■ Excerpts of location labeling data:
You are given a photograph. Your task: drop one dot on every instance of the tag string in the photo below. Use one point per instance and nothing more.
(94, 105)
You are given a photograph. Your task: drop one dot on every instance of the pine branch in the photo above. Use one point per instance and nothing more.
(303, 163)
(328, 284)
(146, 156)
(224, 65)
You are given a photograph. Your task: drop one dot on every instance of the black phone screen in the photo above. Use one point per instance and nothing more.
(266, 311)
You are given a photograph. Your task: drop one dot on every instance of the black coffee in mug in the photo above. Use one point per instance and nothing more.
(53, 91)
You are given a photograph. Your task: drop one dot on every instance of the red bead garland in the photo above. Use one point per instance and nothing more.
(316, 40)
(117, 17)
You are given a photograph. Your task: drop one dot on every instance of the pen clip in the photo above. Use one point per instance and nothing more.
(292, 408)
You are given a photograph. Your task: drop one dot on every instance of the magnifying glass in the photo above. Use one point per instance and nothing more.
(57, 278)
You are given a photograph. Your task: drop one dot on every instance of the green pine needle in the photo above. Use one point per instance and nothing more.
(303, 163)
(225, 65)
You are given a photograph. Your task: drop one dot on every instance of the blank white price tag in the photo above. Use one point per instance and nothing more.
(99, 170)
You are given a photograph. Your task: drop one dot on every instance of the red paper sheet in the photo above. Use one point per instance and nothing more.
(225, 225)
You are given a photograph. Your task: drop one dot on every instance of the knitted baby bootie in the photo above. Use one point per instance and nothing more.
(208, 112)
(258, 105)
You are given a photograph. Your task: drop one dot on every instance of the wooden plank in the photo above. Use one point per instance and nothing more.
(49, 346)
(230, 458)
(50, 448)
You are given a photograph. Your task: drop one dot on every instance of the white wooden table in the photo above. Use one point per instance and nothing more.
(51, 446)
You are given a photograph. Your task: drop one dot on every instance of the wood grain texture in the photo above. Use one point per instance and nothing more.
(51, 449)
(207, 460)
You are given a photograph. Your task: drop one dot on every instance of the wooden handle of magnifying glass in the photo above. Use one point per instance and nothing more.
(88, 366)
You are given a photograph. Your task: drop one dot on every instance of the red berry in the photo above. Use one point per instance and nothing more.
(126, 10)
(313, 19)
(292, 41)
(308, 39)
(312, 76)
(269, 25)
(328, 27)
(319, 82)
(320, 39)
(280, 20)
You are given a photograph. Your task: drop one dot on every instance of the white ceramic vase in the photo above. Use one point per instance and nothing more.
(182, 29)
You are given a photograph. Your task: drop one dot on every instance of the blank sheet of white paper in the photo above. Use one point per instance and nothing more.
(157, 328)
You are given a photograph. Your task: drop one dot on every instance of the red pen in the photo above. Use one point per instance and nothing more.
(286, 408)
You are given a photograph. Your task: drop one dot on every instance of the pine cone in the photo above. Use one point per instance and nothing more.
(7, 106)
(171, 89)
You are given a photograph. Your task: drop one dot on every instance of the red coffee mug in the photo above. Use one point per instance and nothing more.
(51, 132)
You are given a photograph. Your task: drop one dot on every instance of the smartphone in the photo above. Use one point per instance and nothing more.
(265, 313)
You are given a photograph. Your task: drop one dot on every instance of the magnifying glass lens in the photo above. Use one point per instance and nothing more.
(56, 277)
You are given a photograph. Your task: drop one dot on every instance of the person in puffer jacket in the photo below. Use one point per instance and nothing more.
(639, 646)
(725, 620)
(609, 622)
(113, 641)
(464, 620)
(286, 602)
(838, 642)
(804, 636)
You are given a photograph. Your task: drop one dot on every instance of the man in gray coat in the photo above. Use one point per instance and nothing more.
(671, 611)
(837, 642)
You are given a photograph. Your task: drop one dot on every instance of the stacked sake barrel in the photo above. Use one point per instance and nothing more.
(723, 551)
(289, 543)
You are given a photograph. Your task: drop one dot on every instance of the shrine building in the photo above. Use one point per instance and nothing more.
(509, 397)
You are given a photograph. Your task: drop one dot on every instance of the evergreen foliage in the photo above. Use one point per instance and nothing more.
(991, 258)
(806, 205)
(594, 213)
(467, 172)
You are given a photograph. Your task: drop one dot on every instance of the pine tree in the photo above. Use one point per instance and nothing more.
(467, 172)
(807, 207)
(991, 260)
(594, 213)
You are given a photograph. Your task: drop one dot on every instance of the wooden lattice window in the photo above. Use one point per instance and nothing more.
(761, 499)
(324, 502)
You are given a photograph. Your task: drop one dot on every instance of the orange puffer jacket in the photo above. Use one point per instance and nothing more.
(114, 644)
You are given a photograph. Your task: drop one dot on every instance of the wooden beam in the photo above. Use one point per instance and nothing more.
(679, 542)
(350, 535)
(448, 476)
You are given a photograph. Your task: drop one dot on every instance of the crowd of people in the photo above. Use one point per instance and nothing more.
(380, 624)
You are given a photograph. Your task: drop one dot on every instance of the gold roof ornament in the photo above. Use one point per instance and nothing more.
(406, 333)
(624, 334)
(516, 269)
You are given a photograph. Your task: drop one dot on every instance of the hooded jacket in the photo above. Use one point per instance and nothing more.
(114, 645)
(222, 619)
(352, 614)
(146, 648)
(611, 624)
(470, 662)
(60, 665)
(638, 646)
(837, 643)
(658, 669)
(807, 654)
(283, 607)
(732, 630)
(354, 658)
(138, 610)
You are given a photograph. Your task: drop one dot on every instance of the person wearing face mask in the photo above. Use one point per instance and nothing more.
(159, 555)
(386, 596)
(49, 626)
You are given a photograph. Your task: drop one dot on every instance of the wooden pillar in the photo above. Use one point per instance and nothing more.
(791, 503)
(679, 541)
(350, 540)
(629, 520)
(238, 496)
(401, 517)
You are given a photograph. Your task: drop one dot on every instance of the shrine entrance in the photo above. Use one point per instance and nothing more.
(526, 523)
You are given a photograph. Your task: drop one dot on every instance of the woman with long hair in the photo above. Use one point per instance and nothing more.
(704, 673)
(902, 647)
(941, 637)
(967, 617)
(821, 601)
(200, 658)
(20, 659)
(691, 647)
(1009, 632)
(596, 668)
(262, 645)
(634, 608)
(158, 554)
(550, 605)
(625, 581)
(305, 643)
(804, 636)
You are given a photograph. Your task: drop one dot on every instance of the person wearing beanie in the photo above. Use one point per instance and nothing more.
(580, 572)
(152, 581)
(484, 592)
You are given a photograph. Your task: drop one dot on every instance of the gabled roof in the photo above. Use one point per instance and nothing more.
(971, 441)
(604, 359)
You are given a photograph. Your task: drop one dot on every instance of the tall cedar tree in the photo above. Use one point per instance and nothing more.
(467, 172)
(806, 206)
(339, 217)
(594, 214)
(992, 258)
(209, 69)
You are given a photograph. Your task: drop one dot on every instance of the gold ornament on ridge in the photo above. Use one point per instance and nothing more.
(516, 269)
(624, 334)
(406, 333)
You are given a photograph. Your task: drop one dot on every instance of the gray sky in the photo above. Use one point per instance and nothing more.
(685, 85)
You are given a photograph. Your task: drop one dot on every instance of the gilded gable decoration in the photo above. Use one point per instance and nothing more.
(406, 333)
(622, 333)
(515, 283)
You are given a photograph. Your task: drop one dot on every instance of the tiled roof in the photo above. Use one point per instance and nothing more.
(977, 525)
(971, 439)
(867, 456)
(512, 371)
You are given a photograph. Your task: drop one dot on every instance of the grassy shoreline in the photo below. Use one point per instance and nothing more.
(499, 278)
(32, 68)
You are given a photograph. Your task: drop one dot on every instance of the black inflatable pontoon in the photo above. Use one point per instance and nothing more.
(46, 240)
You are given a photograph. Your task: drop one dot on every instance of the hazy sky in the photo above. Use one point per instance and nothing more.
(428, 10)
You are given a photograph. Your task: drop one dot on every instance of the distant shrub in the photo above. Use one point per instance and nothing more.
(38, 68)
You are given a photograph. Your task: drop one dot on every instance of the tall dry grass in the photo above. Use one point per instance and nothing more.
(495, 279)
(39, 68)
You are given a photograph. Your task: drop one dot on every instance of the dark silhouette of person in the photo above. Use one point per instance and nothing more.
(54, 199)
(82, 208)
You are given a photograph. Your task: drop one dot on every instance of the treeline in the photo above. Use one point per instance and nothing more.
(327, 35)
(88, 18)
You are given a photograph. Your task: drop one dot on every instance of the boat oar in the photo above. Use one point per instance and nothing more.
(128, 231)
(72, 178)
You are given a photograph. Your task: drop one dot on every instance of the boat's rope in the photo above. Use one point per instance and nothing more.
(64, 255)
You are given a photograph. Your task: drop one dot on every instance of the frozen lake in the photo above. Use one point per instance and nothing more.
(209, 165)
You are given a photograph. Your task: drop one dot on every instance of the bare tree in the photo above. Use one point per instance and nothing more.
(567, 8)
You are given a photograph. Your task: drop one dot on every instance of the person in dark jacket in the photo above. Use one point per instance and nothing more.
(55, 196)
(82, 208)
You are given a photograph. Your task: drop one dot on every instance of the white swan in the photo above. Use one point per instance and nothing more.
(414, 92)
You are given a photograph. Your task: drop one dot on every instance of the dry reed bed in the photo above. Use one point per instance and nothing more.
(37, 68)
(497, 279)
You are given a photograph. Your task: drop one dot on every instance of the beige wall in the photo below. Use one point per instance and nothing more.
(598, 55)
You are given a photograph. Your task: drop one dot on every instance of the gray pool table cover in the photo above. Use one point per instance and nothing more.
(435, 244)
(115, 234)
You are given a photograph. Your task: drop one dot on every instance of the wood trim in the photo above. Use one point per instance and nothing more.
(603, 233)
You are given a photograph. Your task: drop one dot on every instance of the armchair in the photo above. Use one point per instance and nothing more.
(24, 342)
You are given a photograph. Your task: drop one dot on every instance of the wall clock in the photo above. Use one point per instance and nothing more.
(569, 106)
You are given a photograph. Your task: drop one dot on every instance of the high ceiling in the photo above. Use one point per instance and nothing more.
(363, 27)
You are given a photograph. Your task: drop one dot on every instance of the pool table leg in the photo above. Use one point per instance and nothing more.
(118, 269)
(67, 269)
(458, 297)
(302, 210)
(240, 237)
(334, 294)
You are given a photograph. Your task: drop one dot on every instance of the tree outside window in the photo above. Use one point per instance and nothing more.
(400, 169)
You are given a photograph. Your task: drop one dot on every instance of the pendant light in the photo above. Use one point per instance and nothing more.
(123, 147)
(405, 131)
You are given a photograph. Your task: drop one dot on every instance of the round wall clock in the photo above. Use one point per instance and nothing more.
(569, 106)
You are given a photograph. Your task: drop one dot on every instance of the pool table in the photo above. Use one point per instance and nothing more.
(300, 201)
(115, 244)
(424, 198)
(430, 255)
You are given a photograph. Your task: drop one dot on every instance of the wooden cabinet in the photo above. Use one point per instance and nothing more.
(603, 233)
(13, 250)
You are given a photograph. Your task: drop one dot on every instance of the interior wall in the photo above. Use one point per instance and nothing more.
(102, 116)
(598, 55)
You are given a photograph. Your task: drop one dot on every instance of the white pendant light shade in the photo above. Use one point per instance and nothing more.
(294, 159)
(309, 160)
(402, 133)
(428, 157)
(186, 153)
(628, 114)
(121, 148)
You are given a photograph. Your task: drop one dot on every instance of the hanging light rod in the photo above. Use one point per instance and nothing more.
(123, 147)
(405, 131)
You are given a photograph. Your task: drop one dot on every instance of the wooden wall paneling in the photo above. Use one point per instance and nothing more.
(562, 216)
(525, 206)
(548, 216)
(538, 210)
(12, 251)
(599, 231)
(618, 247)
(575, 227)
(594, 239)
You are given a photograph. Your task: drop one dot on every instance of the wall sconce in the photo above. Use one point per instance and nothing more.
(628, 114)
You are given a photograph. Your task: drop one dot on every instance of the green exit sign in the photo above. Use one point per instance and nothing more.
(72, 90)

■ Required work:
Locate the line that contains "of the round". Repeat it and every line after it, up to and including the final line, exactly.

■ Solution:
You are given a photograph. Your task: drop one dot on every instance of the round wall clock in the photo above. Use one point per instance and nothing more.
(569, 106)
You are given a photograph. Your task: drop one dot on every instance of the pool table in the photo above. Use one point per instance and nothing more.
(300, 201)
(115, 244)
(424, 198)
(430, 255)
You are given a photograph. Your task: drop one dot on every instance of the wooden cabinet in the photo above. Use one point per instance and nothing more.
(603, 233)
(13, 250)
You are given a photograph. Your task: drop one dot on every instance of the interior wall in the photo above. Use one point per instance and nothing more.
(102, 116)
(598, 55)
You are given a photograph. Your task: drop one dot on every instance of the white pendant light shade in the photo above. Use one point per instance and nothing more.
(294, 159)
(309, 160)
(402, 133)
(428, 157)
(186, 153)
(628, 114)
(121, 148)
You are given a photograph. Your task: drop one dot on every instance of the hanging light rod in the photo above. Use one point per instance and nothing more.
(123, 147)
(405, 131)
You are given a photograph. Your task: drop one dot on every instance of the wooden wall paneling in the photo above. Use one point per instance and nothing more.
(562, 216)
(525, 206)
(548, 216)
(538, 210)
(12, 251)
(599, 231)
(618, 247)
(575, 227)
(594, 239)
You are given a photograph. Your task: drop one dot on every instance of the wall sconce in the photo above. Use one point per instance and nothing more.
(628, 114)
You are given a photograph. Your task: drop one dot on every instance of the green exit sign in the photo above. Use one point per instance and nothing more.
(72, 90)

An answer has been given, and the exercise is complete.